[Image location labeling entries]

** Begin **

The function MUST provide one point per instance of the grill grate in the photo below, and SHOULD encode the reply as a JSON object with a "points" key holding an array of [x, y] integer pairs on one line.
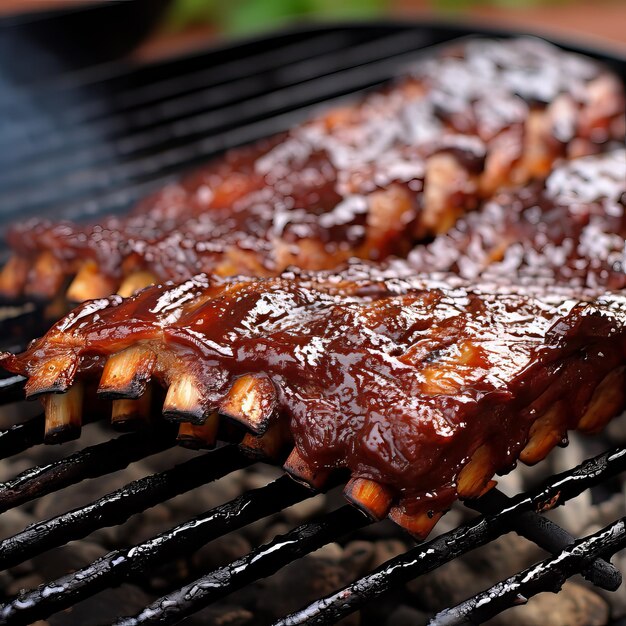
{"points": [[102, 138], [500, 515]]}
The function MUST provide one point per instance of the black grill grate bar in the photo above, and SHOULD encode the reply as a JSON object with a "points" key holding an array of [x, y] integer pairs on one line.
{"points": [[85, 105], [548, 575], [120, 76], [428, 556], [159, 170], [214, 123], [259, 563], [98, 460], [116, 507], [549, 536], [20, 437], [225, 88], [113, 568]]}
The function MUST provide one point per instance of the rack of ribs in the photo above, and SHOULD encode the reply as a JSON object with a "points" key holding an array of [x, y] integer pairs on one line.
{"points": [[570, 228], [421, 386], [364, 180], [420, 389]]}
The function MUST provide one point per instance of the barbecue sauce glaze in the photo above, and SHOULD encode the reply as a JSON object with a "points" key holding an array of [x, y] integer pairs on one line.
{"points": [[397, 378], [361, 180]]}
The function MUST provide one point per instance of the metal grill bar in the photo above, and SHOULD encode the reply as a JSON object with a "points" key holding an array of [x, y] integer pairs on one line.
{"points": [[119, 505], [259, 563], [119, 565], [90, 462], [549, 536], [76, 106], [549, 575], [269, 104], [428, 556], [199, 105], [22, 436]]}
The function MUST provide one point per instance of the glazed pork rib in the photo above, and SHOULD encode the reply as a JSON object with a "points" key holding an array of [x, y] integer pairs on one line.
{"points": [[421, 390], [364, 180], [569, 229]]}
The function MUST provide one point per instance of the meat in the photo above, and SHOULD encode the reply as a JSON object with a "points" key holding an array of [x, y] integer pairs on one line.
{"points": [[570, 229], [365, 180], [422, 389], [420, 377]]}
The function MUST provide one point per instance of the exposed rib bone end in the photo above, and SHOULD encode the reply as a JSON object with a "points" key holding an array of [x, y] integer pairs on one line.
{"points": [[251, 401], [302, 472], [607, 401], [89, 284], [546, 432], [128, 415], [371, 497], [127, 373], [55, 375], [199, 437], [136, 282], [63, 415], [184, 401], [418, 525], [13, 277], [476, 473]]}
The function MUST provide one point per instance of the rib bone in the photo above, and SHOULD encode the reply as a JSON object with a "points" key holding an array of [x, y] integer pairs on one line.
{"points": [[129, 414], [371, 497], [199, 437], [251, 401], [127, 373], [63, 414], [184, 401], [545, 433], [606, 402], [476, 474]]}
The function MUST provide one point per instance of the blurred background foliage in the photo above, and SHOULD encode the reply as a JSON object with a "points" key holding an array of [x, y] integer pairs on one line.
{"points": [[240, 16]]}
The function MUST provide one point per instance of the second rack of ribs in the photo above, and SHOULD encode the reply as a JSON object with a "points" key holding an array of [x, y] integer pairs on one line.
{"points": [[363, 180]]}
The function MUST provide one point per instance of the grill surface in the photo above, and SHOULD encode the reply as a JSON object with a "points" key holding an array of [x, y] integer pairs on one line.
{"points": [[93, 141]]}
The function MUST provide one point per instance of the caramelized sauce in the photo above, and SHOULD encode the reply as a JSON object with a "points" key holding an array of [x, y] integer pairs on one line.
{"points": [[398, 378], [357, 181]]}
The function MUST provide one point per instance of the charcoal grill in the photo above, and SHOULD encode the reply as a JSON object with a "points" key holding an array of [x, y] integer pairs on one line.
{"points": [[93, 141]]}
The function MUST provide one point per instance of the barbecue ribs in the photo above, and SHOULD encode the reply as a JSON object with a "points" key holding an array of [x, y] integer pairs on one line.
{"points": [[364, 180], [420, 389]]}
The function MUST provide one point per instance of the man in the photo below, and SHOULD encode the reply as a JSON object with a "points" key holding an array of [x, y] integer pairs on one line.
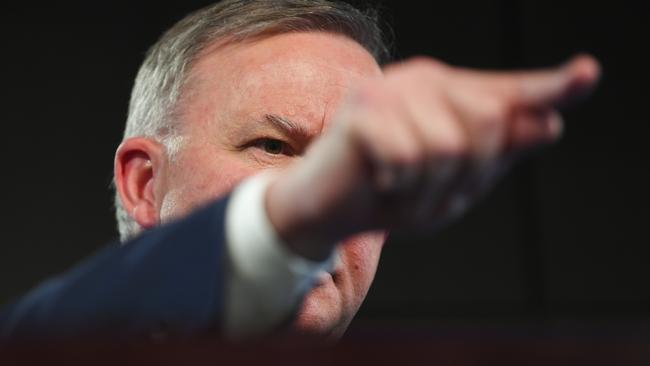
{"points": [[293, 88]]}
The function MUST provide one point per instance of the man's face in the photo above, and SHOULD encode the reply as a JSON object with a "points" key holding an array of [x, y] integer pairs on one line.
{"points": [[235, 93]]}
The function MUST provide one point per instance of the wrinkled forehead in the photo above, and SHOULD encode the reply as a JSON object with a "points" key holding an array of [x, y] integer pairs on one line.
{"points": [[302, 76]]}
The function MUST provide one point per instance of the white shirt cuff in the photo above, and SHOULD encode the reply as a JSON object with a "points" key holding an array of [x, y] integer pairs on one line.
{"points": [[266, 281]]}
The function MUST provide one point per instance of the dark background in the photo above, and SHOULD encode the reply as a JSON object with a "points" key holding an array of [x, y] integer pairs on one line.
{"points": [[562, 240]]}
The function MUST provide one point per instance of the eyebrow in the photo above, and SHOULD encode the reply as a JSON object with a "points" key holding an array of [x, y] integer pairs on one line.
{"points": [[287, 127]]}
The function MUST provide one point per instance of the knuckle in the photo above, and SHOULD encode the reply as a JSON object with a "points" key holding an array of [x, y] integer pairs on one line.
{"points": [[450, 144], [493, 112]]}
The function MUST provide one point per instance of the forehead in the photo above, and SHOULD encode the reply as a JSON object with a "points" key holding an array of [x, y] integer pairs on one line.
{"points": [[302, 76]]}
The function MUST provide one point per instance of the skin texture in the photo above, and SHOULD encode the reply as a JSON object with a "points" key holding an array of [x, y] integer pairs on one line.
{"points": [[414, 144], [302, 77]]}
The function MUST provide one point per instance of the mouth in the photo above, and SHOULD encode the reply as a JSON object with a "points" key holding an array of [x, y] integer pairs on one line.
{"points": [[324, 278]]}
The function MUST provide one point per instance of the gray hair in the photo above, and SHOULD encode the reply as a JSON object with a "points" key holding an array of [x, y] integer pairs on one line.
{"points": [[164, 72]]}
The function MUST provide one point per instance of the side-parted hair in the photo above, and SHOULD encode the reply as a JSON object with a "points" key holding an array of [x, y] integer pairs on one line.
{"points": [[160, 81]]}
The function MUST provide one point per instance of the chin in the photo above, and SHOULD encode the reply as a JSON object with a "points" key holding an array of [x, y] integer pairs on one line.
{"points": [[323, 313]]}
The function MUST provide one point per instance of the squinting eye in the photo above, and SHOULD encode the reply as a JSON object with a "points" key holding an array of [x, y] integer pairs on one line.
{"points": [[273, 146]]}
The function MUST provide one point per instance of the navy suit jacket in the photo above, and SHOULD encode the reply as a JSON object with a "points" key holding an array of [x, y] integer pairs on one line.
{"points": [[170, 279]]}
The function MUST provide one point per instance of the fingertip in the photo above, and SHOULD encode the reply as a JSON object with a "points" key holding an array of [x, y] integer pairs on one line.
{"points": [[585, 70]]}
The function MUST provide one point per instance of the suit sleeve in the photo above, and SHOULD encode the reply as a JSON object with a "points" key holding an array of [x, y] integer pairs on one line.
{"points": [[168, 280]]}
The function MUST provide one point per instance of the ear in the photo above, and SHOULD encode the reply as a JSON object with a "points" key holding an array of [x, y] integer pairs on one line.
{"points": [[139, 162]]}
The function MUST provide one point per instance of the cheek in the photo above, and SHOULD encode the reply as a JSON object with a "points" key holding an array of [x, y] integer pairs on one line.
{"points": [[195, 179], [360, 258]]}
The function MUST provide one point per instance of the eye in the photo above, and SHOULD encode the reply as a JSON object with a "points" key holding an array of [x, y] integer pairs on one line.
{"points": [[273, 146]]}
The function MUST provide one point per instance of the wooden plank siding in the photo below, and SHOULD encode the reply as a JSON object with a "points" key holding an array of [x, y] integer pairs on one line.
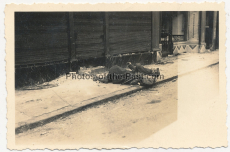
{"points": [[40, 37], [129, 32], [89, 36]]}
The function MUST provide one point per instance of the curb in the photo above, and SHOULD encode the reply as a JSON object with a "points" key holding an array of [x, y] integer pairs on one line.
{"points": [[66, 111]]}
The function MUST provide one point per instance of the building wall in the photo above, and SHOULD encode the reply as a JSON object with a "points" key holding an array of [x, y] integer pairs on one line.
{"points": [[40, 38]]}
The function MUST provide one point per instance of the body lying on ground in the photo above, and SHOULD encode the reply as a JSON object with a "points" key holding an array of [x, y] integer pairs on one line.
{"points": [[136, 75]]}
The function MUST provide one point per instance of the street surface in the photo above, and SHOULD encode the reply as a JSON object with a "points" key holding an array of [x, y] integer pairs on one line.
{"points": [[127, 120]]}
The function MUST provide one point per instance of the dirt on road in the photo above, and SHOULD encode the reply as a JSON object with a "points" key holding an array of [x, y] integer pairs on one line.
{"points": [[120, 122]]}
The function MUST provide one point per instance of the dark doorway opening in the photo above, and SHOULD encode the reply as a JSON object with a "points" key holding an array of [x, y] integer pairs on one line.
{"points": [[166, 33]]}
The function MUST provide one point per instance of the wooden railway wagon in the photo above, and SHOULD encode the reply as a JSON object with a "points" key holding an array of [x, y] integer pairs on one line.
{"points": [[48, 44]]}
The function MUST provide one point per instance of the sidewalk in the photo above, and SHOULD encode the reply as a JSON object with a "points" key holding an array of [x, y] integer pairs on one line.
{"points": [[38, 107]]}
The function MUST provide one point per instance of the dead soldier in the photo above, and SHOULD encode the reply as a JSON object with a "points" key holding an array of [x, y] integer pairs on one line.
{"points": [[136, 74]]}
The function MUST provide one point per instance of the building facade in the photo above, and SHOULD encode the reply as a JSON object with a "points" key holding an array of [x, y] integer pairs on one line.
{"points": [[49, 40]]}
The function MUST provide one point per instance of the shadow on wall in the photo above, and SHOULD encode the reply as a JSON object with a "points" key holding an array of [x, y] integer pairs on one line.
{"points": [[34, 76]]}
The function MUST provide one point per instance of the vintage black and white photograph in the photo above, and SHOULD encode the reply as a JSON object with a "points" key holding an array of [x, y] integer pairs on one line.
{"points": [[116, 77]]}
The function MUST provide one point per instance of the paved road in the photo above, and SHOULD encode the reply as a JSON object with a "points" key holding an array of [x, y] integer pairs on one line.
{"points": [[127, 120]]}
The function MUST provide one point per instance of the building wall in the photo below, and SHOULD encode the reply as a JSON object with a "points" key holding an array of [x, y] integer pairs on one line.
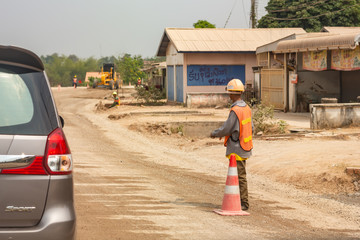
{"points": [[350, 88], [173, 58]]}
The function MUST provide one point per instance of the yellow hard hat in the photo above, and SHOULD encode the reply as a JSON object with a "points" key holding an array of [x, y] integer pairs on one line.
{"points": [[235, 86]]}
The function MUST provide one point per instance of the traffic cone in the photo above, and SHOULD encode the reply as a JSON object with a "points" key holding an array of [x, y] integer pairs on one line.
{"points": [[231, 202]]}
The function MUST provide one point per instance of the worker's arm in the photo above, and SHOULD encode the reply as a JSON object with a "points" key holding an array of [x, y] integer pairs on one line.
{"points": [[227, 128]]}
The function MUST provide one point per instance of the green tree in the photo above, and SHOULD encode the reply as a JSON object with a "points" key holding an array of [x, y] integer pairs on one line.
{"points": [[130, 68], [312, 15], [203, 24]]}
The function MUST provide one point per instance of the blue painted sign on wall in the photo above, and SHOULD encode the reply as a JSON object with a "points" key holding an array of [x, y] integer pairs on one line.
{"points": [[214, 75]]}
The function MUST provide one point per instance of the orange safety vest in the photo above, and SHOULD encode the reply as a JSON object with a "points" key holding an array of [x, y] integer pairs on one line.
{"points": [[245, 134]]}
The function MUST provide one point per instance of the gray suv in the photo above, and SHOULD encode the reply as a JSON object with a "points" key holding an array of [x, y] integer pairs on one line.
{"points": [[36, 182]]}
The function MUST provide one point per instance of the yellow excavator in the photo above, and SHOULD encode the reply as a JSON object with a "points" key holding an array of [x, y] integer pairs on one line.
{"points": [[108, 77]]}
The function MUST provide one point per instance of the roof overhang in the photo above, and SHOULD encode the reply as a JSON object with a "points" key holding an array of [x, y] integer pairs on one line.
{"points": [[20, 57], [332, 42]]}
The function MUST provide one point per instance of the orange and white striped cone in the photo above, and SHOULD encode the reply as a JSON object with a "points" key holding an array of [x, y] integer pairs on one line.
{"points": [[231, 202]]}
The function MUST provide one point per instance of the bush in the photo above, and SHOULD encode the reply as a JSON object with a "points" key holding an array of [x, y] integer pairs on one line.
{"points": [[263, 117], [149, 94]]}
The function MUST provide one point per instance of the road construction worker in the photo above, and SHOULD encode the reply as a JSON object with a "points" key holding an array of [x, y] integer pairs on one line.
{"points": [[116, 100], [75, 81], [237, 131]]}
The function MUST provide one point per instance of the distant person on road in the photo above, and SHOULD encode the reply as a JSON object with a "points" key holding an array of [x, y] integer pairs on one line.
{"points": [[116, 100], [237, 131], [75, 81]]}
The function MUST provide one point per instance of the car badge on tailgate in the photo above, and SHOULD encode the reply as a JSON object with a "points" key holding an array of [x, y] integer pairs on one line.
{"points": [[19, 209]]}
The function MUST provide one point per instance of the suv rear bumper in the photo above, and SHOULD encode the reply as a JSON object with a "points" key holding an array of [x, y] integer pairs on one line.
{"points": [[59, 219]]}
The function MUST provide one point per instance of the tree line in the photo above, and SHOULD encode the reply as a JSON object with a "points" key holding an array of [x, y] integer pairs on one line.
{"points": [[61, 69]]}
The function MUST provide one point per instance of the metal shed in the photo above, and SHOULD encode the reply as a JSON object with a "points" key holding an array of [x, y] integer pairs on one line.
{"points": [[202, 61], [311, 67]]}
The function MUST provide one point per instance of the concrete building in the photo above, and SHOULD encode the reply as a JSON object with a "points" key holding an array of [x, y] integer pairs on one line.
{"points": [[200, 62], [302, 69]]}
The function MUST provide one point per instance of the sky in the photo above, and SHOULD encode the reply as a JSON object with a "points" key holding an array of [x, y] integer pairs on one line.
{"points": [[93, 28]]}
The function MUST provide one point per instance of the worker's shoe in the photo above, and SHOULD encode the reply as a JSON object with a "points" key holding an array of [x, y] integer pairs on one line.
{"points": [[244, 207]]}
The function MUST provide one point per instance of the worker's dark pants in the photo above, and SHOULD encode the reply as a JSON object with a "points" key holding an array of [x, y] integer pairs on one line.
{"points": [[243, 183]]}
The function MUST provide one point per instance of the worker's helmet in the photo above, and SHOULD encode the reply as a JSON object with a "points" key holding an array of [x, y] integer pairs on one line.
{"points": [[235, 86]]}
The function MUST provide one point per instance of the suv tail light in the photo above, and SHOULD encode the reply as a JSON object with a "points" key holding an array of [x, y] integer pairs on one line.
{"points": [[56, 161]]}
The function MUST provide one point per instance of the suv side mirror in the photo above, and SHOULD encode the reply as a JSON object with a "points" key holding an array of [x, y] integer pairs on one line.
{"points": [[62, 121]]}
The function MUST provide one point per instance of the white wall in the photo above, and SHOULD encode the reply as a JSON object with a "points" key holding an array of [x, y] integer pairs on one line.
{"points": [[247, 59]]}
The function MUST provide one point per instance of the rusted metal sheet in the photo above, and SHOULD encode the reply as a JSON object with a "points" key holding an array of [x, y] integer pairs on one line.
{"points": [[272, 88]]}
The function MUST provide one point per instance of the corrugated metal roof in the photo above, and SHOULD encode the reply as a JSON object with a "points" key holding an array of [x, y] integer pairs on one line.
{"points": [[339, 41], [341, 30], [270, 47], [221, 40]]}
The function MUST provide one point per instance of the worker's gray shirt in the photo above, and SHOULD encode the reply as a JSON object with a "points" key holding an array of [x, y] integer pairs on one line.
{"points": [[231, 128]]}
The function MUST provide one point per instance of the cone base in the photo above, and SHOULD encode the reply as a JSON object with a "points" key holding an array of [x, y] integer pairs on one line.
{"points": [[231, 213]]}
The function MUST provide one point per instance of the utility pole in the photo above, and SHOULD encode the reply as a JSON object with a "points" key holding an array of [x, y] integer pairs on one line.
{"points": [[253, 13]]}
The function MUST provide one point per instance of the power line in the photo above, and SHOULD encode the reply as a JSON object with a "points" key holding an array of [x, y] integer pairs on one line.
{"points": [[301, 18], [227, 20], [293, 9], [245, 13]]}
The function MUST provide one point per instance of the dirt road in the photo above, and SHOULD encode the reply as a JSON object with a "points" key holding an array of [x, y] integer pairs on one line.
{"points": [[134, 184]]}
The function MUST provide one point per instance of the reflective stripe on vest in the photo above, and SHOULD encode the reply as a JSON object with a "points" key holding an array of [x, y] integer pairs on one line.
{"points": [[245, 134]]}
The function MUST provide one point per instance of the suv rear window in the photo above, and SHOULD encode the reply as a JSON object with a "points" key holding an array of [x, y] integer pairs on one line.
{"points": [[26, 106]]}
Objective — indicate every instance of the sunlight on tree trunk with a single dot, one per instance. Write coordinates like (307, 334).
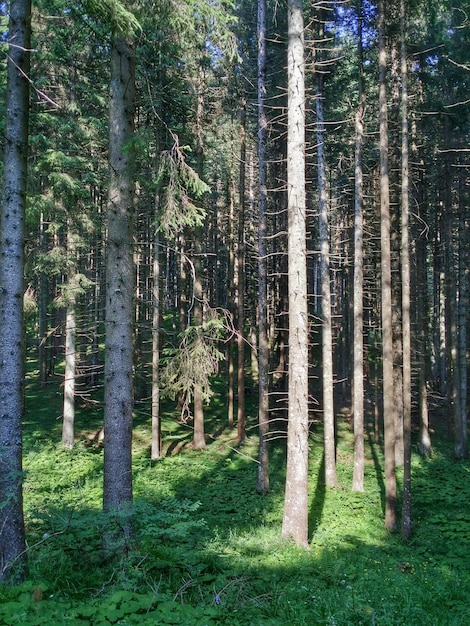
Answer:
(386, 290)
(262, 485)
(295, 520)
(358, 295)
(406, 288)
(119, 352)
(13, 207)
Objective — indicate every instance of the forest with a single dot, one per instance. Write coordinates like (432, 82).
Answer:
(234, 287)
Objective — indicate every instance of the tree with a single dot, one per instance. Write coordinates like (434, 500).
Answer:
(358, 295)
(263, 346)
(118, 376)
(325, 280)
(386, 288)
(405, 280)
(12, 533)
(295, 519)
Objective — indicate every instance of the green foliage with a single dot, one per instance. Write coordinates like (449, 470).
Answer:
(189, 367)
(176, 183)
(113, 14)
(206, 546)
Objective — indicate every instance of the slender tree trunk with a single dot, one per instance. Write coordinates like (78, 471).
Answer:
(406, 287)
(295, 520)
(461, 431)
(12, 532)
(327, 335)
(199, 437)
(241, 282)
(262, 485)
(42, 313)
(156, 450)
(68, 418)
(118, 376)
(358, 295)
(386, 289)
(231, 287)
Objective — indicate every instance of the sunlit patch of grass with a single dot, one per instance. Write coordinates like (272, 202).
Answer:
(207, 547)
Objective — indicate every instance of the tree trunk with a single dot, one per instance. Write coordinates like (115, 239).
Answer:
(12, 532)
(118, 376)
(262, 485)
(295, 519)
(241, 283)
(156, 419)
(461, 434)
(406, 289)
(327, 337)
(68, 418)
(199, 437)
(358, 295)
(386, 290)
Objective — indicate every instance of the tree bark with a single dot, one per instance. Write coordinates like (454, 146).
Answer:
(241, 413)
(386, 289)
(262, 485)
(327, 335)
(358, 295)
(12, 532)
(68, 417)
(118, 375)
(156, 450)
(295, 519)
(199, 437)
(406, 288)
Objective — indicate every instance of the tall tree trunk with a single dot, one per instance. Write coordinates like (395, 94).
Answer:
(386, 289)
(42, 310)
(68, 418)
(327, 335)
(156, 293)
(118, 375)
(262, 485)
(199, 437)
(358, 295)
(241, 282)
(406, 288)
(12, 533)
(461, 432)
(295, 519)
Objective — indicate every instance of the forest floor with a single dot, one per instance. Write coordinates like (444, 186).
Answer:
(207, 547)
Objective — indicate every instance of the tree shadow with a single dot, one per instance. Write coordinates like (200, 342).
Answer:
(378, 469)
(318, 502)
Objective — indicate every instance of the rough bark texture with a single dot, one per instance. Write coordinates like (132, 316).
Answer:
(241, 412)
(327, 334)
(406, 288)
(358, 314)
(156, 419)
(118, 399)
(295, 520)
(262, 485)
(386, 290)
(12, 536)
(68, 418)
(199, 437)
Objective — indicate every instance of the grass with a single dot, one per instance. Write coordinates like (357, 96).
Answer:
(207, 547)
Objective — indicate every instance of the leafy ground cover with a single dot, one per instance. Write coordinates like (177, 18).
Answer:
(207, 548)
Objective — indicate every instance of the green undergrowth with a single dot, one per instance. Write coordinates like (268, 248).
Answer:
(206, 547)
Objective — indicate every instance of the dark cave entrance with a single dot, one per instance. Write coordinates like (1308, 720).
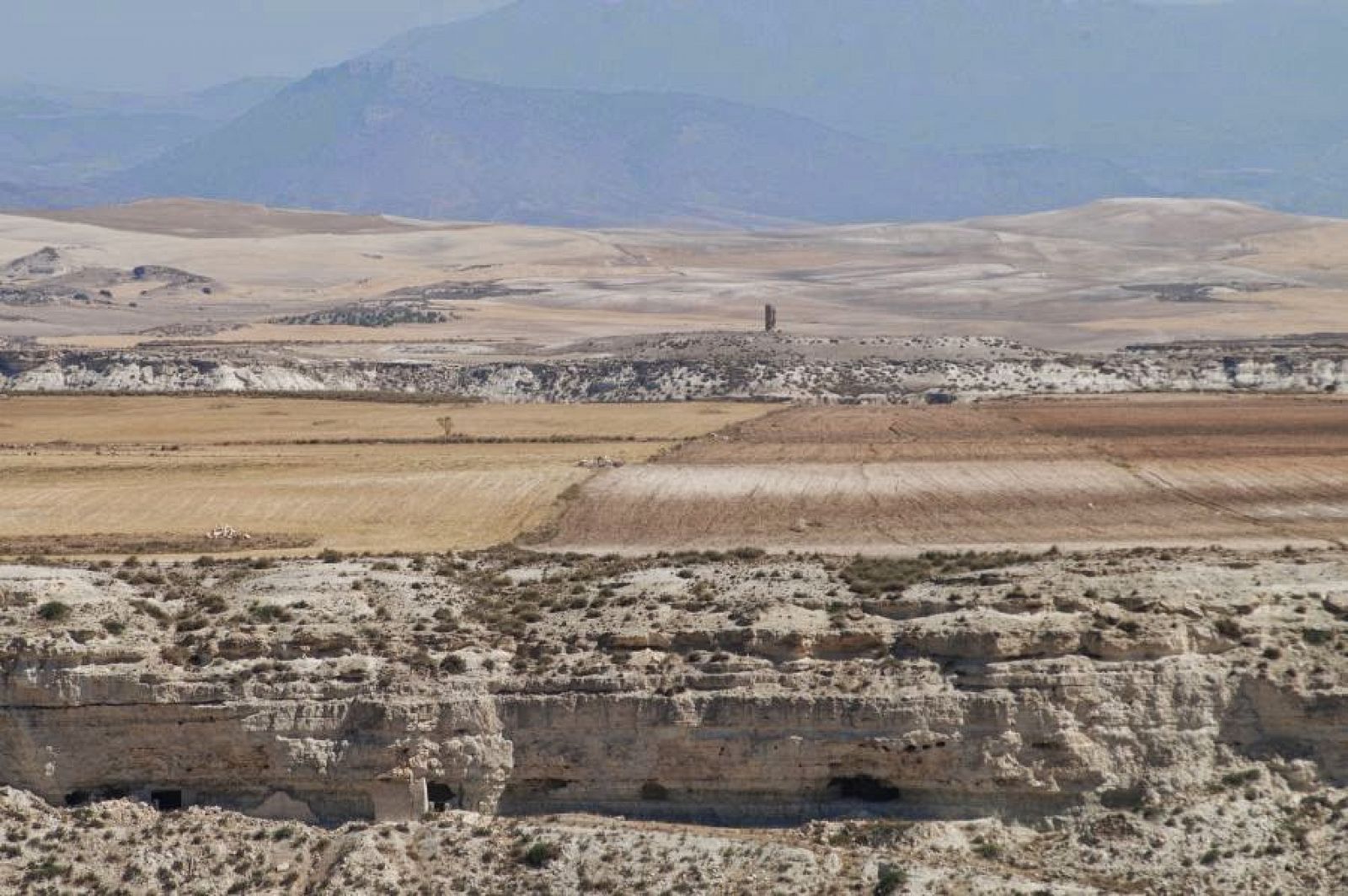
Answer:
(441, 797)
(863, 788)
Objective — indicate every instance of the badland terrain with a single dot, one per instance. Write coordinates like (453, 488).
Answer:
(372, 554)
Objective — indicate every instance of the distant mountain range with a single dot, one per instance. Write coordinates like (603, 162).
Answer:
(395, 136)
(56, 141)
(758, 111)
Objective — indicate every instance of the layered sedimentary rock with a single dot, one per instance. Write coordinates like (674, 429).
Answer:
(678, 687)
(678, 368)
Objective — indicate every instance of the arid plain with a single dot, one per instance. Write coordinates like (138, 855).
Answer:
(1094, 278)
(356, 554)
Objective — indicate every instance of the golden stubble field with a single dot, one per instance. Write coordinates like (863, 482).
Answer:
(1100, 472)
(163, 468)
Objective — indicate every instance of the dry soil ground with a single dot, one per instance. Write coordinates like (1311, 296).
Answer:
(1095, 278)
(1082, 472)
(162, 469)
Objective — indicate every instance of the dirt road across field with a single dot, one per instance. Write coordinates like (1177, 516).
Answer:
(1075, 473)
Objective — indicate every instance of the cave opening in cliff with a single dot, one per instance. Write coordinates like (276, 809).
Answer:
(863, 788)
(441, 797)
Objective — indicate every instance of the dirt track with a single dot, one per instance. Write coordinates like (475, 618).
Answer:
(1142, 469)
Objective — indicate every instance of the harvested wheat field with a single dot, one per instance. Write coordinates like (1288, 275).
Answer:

** End **

== YOUR INSTRUCTIONS ==
Copy out the records from the line with "Objective — indicate every instance of the arid" through the end of the records, requests included, adding 70 to every coordinate in the answers. Leave the requests and their sample coordinates unchanged.

== OUTPUT BELOW ==
Objective — indicate every instance of the arid plain with a single dot, one per instance. Write coordinates like (138, 855).
Answer:
(1164, 348)
(426, 624)
Objective — indicate every instance of the golden stubble field with a single dot, one per instance. Write coordinates like (863, 482).
Answer:
(1170, 542)
(233, 538)
Objective — indicate every instance of the dry soil ground with a single dot, one per instance. Write coordinates like (1311, 296).
Answer:
(1165, 348)
(1152, 542)
(232, 539)
Objective — indicate every instance of the dirt road across field with a single dot, one per instance. Write coordinates like (1177, 516).
Answer:
(1145, 543)
Objective — indicate every instance of the cave opening in cliff with a single dot, one per instance. Write coordinates like (276, 809).
Answer:
(933, 858)
(511, 867)
Objective — indicate every instance of the dirt track with a single dot, one per instance. Write coordinates like (475, 618).
Answer:
(1212, 539)
Objective — indicate every instance of the harvested wheat field with a single dot, one per instance. Write coordinates like (1288, 275).
Answer:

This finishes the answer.